Drug awareness programs targeted at teens used to warn children and young adults about the consequences of using tobacco, nicotine, alcohol, marijuana, cocaine and other highly addictive drugs and substances. Programs in schools have changed over the years as modern teens started dying or having dangerous reactions to prescription drug overdoses.


How are teens getting prescription drugs? Statistics show that 7 out 10 teens who abuse prescription medications accessed them through a family member or a friend who had a valid prescription. What’s the most prescribed drug in the US? Vicodin.


The combination of these two factors creates a huge problem for parents who need to educate their children more now than ever before about the long-term negative affects of drug abuse. Drug injury attorneys at Brent Adams & Associates created this list of five tips for talking to your teens about drug use:

1. Ask your child what their long-term goals are. If it’s college, let them know how scholarships—both academic and athletic—will be compromised if they use drugs. A criminal record is possible too.
2. Stay involved. Get to know your child’s friends and their friends’ parents. Encourage positive experiences and lifestyles like volunteering, hobbies, exercise and healthy eating.

☆ ☆ ☆ ☆ ☆ ☆ ☆

Task instructions: Resume the piece on talking with teens about drug use after its last line.

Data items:
☆ ☆ ☆ ☆ ☆ ☆ ☆

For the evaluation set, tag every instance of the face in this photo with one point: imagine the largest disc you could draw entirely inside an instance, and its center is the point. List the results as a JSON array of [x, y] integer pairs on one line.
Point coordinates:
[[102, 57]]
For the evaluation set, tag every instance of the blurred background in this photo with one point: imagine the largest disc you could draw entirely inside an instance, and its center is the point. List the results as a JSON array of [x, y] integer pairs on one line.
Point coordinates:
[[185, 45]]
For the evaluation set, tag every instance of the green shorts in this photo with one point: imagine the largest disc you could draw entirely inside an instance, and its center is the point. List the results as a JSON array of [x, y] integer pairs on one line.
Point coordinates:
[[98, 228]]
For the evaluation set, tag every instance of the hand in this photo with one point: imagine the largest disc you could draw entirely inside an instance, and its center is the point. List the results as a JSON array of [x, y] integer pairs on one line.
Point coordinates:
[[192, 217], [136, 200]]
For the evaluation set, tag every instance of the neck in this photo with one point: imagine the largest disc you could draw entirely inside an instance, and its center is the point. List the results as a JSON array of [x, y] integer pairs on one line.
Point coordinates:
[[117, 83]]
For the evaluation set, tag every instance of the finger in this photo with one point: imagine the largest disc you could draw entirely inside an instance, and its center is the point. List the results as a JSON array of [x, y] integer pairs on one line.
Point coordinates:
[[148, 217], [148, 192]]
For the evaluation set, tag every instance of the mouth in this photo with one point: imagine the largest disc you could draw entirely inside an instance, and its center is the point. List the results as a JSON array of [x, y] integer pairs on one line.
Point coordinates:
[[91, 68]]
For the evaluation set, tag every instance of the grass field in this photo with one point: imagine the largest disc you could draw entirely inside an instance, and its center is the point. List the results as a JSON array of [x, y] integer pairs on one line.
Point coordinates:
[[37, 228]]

☆ ☆ ☆ ☆ ☆ ☆ ☆

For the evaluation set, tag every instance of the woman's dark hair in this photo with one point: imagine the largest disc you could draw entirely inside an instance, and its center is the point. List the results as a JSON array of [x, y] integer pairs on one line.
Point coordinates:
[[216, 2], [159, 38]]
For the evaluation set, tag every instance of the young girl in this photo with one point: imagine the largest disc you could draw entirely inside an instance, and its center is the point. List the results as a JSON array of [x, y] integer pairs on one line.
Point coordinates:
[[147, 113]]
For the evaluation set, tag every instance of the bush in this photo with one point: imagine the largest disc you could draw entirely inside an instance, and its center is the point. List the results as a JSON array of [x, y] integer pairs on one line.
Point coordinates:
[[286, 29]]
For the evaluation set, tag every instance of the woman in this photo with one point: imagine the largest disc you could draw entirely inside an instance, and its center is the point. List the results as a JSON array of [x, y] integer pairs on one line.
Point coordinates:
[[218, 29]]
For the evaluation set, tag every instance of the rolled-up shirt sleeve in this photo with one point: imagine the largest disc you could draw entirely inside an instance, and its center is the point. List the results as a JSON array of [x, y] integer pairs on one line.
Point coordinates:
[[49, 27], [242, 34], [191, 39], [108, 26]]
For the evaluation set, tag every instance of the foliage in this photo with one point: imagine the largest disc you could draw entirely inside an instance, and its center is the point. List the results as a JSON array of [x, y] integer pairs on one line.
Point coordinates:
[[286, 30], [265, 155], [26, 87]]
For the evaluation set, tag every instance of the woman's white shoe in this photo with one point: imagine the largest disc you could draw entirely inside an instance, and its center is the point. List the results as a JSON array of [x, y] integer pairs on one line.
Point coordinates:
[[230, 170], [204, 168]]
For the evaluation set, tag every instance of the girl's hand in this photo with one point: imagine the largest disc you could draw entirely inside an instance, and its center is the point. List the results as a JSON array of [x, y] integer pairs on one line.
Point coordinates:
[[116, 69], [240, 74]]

☆ ☆ ☆ ☆ ☆ ☆ ☆

Solved exercise:
3. If you’re not happy with your child’s choice of friends, ask him or her why they like their friends. Open a discussion about how people should treat each other.
4. Praise children for their successes. Positive reinforcement is an age-old practice that develops a positive relationship.
5. Debunk pop culture. Teach teens healthy and realistic perspectives that they’re missing out on with lifestyles they see on TV and in movies.

Category: Defective Drugs

1 Comments to "NC Prescription Drug Abuse: Tips for Talking to Teens"

It is not that easy to talk to teens as they are not that matured enough to understand things about the harmful effects of substance abuse. It would be much better if you explain to them in a way that can match their level of understanding. Most teens also are disturbed and they need more understanding than strict guidance.